**PASSAGE TO READ**
◇ ◇ ◇ ◇ ◇

There's no more normal

Living with the apocalypse in Leave the World Behind (2023)

There's no more normal

During an unidentifiable cyberattack on the United States, characters in Leave the World Behind go to life-threatening extents to get to the bottom of the disaster. But how much of our time as human beings is lost by trying to find solutions to problems we can’t control?

Based on the 2020 novel by Rumaan Alam, Netflix’s latest apocalyptic thriller from Mr Robot’s creator, Sam Esmail, follows the Sandford family who are just looking to get away from the hum-drum of their lives. But, instead of the laid-back holiday they had planned for, the Sandfords are thrown into a state of survival that depends on them joining forces with a stranger and his daughter.

Myha’la Herrold, Mahershala Ali, and Julia Roberts in Leave the World Behind (2023, Netflix)

Leave the World Behind is a movie that’s doing more than it needs to be doing. Its culmination of every possible end of the world scenario makes for a film driven more by absurdity than by the sense of unease it's aiming for. But amidst the foggy narrative, the movie does manage to bring attention to what humans do best, which is finding someone (anyone) else to blame.

Whether it's dysfunctional technology, entranced animals, or sonic warfare, we are always looking for something beyond ourselves to act as a scapegoat for whatever mess we've thrown ourselves into. Yet, instead of giving us the easy satisfaction of uncovering and defeating the grand puppeteers behind the attacks, Leave the World Behind ends on a note of consolation and escapism.

Sam Esmail tells GQ that a lot of the movie centers around escaping: “How we deny what's going on, how we have to soothe ourselves, how we have to cope in our own ways with crises”. Having just reached the other side of a global pandemic, it’s not difficult to resonate with what Esmail is getting at. However, while Esmail sees the ending as “something really sweet and innocent”, there is an ominous tone underlying the solace of that final scene.

◇ ◇ ◇ ◇ ◇

Lines from a collection

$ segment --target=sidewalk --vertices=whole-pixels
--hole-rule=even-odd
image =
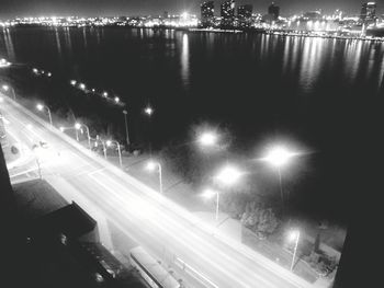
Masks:
[[[88,145],[87,141],[82,141],[81,143],[86,147]],[[113,151],[109,151],[106,158],[111,163],[120,166],[117,152],[114,153]],[[134,155],[133,153],[122,151],[123,170],[151,188],[159,191],[158,172],[146,170],[146,164],[148,163],[149,159],[149,154],[146,153]],[[284,264],[290,263],[292,258],[291,253],[283,250],[276,243],[272,243],[267,240],[259,240],[257,241],[259,244],[256,244],[255,241],[250,239],[249,233],[245,233],[245,228],[242,228],[239,220],[231,219],[228,215],[219,212],[218,220],[216,221],[215,211],[213,210],[212,206],[208,206],[202,198],[199,198],[191,185],[183,183],[183,181],[167,169],[167,165],[165,164],[162,164],[162,185],[163,193],[168,198],[193,212],[207,224],[216,227],[216,229],[226,237],[253,249],[274,262],[282,261]],[[290,265],[286,264],[282,266]],[[314,284],[316,287],[329,287],[329,281],[315,275],[310,267],[306,268],[306,263],[298,261],[296,268],[297,270],[295,274],[300,275],[308,283]]]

◇ ◇ ◇ ◇ ◇

**TASK DESCRIPTION**
Please say whether each statement agrees with the review of Leave the World Behind, answering yes or no and quoting the words from the review that decide it: (a) the film is based on a novel published in 2020; (b) the film ends with the characters defeating those behind the attacks; (c) Sam Esmail considers the ending sweet and innocent. The lines after the review of Leave the World Behind are not needed.

**EXERCISE ANSWER**
(a) Yes: "Based on the 2020 novel by Rumaan Alam"
(b) No: "instead of giving us the easy satisfaction of uncovering and defeating the grand puppeteers behind the attacks, Leave the World Behind ends on a note of consolation and escapism"
(c) Yes: "Esmail sees the ending as “something really sweet and innocent”"